Available data ::
════════════════════

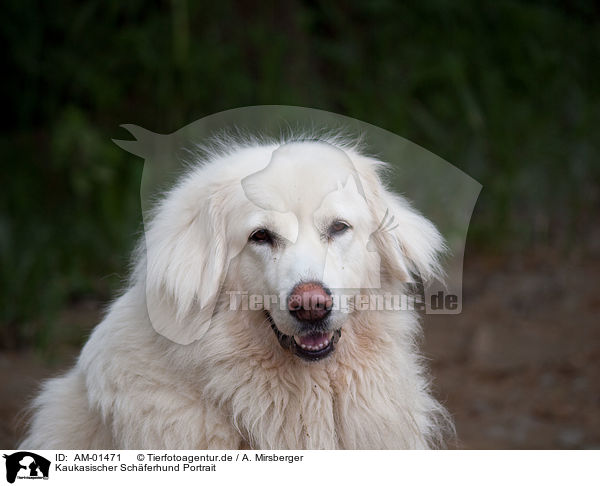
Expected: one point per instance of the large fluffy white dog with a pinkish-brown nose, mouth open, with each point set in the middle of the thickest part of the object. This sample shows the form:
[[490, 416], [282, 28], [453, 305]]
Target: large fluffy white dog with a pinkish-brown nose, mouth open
[[180, 362]]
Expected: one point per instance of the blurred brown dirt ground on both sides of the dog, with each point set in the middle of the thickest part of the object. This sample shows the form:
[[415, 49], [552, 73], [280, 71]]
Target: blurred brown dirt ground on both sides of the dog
[[517, 369]]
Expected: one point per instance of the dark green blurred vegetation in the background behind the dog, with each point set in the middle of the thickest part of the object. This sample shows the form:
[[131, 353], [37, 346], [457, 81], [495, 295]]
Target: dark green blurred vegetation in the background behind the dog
[[507, 91]]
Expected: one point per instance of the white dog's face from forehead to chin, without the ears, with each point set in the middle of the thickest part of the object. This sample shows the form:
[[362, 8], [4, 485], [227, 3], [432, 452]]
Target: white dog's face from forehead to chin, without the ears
[[307, 228]]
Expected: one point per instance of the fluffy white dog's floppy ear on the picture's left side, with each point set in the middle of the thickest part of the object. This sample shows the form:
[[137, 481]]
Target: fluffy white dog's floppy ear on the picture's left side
[[186, 262]]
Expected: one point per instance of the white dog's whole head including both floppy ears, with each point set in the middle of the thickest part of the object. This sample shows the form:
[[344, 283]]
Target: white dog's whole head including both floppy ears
[[298, 229]]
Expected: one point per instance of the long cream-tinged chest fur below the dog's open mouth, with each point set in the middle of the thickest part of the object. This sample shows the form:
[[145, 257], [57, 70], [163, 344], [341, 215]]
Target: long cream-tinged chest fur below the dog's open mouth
[[361, 397]]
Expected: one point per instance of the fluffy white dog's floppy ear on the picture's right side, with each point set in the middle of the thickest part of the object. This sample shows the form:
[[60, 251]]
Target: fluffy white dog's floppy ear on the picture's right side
[[409, 244]]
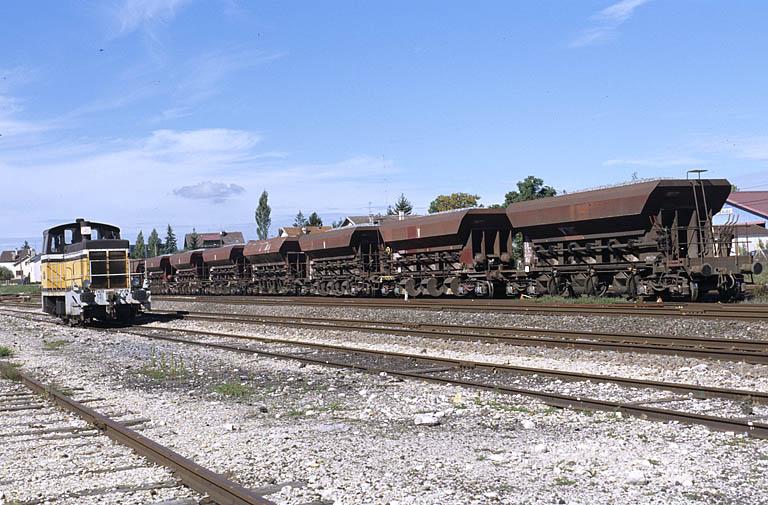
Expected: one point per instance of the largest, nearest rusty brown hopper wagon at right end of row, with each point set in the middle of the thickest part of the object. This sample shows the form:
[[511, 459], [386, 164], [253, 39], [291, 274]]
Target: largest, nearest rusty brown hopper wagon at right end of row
[[648, 238]]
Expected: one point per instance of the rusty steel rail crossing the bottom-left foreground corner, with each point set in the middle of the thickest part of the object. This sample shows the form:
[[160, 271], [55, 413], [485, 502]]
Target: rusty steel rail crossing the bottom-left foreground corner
[[219, 489]]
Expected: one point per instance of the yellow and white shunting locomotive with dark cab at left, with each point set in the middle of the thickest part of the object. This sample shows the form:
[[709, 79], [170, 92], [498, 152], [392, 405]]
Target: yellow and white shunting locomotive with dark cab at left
[[86, 274]]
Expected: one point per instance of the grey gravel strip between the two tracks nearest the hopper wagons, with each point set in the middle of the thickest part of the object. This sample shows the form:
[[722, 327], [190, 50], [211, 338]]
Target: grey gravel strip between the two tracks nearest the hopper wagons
[[645, 325]]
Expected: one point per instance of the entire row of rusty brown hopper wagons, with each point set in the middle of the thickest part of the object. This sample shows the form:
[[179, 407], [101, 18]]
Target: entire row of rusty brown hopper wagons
[[652, 239]]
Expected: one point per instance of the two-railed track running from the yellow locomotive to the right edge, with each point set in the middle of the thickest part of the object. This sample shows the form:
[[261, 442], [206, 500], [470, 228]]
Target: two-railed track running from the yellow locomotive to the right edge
[[488, 376]]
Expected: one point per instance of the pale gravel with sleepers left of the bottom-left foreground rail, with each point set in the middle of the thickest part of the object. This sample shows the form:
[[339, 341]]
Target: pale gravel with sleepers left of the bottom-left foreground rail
[[50, 456]]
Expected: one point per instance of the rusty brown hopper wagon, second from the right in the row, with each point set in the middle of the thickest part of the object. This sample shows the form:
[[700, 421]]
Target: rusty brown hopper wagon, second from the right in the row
[[449, 252]]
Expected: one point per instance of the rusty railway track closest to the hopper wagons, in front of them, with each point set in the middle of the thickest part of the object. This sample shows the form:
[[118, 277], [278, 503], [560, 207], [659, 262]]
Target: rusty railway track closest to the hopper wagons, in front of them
[[743, 311]]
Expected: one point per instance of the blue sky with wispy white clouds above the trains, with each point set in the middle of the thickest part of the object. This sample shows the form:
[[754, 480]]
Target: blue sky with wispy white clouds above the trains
[[144, 113]]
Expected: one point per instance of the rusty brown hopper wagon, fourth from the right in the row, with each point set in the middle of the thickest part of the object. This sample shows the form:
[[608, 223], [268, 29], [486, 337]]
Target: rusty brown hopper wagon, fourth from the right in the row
[[278, 266]]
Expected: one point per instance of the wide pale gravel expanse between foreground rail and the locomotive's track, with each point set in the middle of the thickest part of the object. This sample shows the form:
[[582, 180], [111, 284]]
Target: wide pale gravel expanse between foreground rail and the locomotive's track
[[321, 434]]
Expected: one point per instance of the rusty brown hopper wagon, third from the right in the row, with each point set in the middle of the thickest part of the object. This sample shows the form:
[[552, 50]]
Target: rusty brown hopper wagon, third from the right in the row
[[344, 261]]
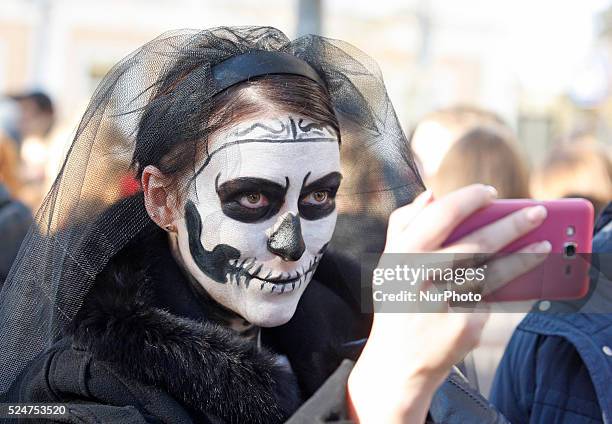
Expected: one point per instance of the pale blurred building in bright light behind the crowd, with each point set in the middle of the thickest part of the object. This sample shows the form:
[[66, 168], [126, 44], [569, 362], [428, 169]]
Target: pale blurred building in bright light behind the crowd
[[520, 58]]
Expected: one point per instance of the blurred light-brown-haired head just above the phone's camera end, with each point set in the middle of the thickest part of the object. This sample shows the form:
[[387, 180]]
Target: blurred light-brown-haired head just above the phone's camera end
[[575, 170]]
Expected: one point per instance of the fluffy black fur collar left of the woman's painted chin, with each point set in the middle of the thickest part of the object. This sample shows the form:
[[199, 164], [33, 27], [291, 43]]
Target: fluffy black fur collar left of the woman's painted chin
[[142, 317]]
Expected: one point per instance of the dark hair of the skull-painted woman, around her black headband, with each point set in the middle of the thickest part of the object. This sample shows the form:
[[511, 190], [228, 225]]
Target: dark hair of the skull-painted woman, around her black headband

════════════════════

Exercise goal ::
Counting every line of the records above that has the word "around", state the total and give nothing besides it.

Written response ::
2